== THE INPUT ==

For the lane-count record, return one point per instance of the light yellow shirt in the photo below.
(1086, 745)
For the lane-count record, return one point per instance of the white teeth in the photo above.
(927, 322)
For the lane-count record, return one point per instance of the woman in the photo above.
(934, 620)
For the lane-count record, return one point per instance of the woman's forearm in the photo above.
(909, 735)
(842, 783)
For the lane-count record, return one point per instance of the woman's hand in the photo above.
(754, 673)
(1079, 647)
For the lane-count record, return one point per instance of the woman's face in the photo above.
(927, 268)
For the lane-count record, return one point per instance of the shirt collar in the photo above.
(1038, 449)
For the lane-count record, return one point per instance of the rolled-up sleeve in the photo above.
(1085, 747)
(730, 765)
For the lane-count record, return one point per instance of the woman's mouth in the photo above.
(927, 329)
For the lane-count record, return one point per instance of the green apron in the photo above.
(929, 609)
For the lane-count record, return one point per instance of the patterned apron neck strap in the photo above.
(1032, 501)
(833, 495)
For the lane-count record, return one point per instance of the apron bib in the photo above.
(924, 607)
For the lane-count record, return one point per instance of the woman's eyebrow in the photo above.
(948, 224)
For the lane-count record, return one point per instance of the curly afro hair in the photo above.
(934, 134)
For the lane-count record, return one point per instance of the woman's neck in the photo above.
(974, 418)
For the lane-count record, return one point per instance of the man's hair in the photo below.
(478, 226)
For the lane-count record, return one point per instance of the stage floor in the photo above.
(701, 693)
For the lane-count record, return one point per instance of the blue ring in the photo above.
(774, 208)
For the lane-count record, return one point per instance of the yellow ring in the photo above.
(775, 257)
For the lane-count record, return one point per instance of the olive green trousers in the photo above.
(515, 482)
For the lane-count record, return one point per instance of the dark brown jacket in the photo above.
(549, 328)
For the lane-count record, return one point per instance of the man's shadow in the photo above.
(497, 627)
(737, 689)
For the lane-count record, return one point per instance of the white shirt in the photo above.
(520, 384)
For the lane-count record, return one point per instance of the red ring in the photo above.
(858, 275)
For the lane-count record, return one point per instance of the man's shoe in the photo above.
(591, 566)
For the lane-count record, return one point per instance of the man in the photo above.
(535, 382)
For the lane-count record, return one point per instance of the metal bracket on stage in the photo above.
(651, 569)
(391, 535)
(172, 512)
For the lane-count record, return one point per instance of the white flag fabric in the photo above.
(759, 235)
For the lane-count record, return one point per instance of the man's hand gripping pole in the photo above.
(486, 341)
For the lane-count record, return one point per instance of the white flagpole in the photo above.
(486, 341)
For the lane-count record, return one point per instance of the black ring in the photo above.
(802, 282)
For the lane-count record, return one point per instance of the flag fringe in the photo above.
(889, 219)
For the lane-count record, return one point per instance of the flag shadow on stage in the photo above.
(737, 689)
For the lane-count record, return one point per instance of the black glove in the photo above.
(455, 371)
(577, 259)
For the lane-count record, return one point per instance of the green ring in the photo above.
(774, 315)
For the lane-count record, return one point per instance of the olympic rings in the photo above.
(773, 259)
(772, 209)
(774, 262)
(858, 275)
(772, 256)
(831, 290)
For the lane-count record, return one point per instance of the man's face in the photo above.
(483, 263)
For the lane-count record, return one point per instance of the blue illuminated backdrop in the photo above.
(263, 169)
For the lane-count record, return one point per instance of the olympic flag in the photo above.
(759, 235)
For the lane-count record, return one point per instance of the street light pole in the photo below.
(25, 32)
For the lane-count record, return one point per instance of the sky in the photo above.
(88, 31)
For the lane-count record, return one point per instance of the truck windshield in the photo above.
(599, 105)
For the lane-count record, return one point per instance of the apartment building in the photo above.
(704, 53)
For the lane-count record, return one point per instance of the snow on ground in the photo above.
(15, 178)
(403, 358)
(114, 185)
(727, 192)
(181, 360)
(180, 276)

===

**WRITTEN INSTRUCTION**: Set down each entry again, unchanged.

**RESULT OF THE TASK**:
For the lane-count record, return one point per instance of the light yellow shirt in the photo below.
(1086, 745)
For the lane-count record, return one point per instance of the white teeth in the photo above.
(927, 322)
For the lane-count record, return one point per instance of the woman in the photo above.
(934, 620)
For the lane-count record, return one point per instance of the woman's forearm in the photo above.
(909, 735)
(842, 783)
For the lane-count record, return one point per instance of the woman's hand in the photo above.
(754, 673)
(1079, 647)
For the lane-count record, return one point per instance of the woman's face in the photo above.
(927, 268)
For the lane-count record, return one point per instance of the shirt collar in the photo above.
(1038, 449)
For the lane-count record, return one point per instance of the rolled-up sleeve in the photo above.
(1085, 747)
(730, 765)
For the lane-count record, return one point per instance of the woman's mouth in the photo above.
(927, 329)
For the lane-count record, return one point per instance of the green apron in the photo above.
(929, 609)
For the lane-count record, return one point per instance of the patterned apron neck strap in the photo above.
(1032, 501)
(833, 495)
For the lane-count record, return one point per instance of the apron bib in the photo above.
(924, 607)
For the lane-count record, return one point per instance of the woman's eyebrow in the photo above.
(948, 224)
For the lane-count record, return one point per instance of the curly afro hair in the photo above.
(934, 134)
For the lane-count record, return one point per instance of the woman's neck in the photo above.
(974, 418)
For the lane-count record, return one point per instance of the man's hair in the photo below.
(478, 226)
For the lane-count record, return one point per instance of the stage floor in the photo above.
(701, 693)
For the lane-count record, return one point per instance of the blue ring in the photo above.
(774, 208)
For the lane-count record, return one point per instance of the yellow ring in the photo above.
(775, 257)
For the lane-count record, return one point per instance of the olive green trousers in the photo above.
(515, 482)
For the lane-count record, return one point per instance of the dark brown jacket in the photo above.
(549, 328)
For the lane-count record, return one point per instance of the man's shadow in the photo above.
(497, 627)
(737, 689)
For the lane-count record, return one point per instance of the white shirt in the photo above.
(520, 384)
For the lane-count record, return one point per instance of the red ring in the photo above.
(858, 275)
For the lane-count record, return one point per instance of the man's shoe in the photo above.
(591, 566)
For the lane-count record, return one point per instance of the man in the photo above.
(535, 382)
For the lane-count record, return one point per instance of the metal bracket on stage in the photo above.
(651, 569)
(391, 535)
(172, 512)
For the lane-count record, return one point per instance of the white flag fabric in the photo above.
(759, 235)
For the lane-count record, return one point per instance of the man's hand gripping pole in the photo above.
(486, 341)
For the lane-count record, return one point per instance of the white flagpole in the photo above.
(486, 341)
For the lane-count record, return one point per instance of the black ring in the photo above.
(802, 282)
For the lane-count record, return one point per instance of the flag fringe in the photo above.
(889, 219)
For the lane-count record, return one point per instance of the flag shadow on stage in the photo above.
(737, 689)
For the lane-count record, return one point per instance of the black glove in the photo above.
(455, 371)
(577, 259)
For the lane-count record, return one point per instance of the green ring in the photo above.
(774, 315)
For the lane-count record, return one point per instance of the olympic rings in the photo above.
(773, 259)
(772, 209)
(774, 262)
(858, 275)
(772, 256)
(831, 290)
For the lane-count record, return one point per instance of the man's face in the photo above.
(483, 263)
For the lane-count record, return one point per instance of the blue illuminated backdrop in the photo above.
(263, 169)
For the lane-count record, return one point per instance of the olympic flag in the photo above.
(759, 235)
For the lane-count record, return one point per instance of the street light pole in the photo below.
(25, 32)
For the lane-count record, return one point per instance of the sky in the photo above.
(88, 31)
For the lane-count record, return one point per instance of the truck windshield in the photo above.
(599, 105)
For the lane-count record, return one point per instance of the apartment building in the photo above.
(704, 53)
For the lane-count record, return one point per instance of the snow on ground in the photo above.
(15, 178)
(403, 358)
(114, 185)
(727, 192)
(181, 360)
(180, 276)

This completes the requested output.